_GIVEN REQUEST_.
How many lines in the records below contain the word "tree"? Reply with the number only.

※

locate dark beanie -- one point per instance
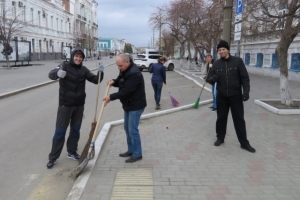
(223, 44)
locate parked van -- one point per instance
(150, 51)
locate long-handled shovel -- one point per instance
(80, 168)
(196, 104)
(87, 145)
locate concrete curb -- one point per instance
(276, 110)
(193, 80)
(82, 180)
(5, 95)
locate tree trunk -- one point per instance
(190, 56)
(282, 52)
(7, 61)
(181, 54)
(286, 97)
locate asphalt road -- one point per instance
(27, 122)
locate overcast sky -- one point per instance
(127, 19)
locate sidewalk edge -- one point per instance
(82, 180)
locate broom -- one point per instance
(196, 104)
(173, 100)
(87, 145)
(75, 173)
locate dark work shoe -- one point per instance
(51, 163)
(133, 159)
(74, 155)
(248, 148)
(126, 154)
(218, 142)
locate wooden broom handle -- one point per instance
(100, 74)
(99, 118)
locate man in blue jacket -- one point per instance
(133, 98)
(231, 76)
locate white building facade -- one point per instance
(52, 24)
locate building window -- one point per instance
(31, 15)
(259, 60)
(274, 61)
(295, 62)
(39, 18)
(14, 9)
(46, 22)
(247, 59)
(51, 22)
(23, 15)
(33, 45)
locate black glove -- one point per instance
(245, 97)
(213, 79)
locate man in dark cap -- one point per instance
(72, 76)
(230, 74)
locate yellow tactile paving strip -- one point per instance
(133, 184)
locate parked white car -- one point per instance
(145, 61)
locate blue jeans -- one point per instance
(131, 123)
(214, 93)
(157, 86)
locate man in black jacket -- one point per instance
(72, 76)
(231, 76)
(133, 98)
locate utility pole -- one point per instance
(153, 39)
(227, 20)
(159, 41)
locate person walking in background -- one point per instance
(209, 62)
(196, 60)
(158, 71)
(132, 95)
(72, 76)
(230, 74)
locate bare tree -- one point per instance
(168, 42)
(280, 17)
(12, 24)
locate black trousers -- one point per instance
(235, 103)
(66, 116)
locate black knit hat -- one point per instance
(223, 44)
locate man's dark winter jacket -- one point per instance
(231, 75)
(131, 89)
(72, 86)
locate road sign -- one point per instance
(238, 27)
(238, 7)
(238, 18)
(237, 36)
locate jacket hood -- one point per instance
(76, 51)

※

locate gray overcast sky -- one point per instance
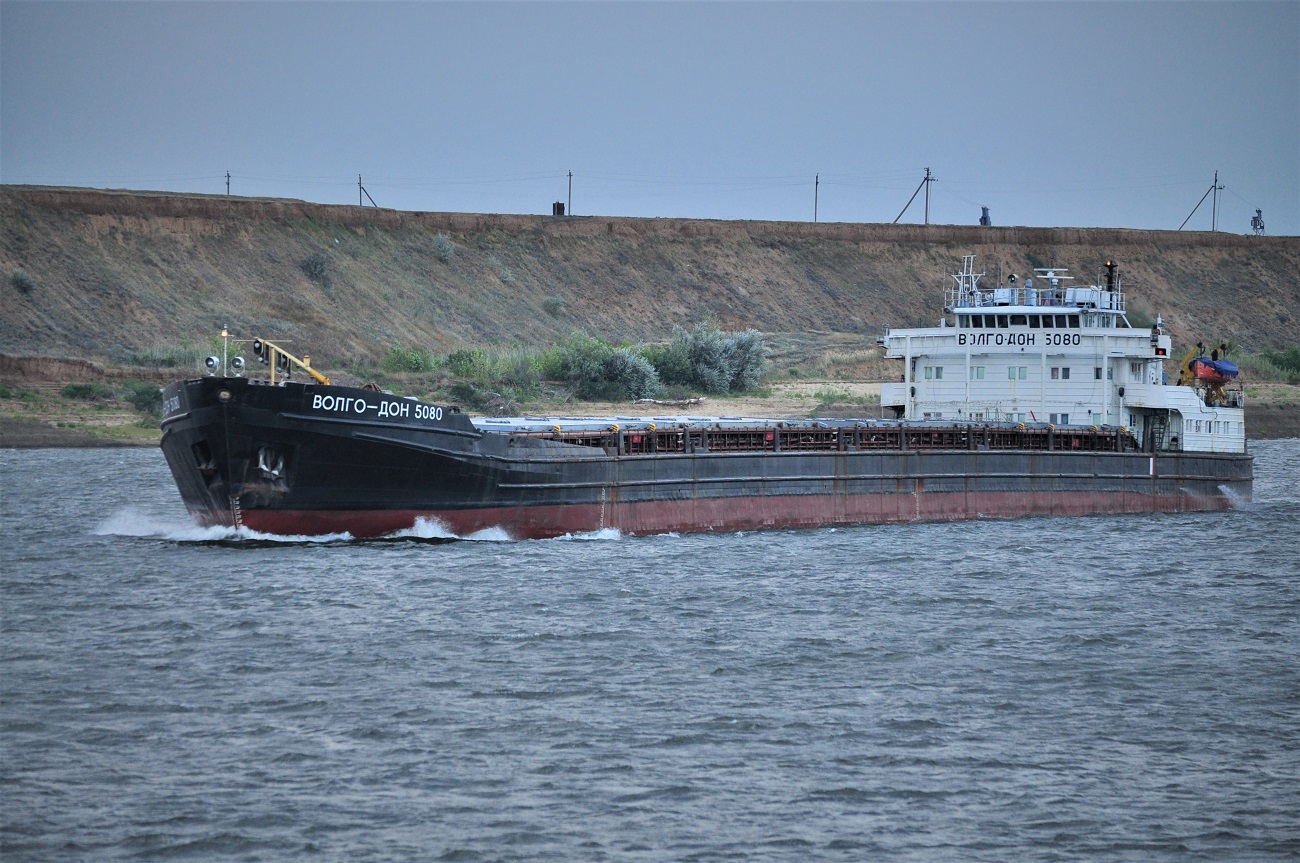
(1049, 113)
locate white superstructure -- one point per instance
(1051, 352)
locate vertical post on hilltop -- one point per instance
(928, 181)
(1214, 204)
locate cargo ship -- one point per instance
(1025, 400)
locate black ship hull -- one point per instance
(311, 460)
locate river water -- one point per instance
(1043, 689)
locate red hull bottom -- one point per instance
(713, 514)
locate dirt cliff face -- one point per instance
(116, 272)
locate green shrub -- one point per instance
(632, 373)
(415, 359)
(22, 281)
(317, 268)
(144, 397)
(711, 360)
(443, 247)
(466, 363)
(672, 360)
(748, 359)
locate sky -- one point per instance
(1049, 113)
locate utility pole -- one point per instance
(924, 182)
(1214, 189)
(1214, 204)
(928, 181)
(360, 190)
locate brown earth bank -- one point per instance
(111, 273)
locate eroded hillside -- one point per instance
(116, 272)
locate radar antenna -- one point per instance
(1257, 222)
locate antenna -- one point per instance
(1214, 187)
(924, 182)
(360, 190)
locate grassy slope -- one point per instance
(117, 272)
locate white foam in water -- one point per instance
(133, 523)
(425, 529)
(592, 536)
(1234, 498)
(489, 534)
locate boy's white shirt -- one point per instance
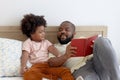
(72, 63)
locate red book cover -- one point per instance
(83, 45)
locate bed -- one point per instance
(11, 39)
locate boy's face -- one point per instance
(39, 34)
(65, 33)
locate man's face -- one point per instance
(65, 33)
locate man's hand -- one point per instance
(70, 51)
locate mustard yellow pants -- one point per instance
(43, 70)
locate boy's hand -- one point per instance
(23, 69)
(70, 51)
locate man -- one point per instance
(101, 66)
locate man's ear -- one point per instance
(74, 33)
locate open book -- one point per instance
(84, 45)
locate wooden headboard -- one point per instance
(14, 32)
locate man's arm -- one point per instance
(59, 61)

※

_THE RESPONSE_.
2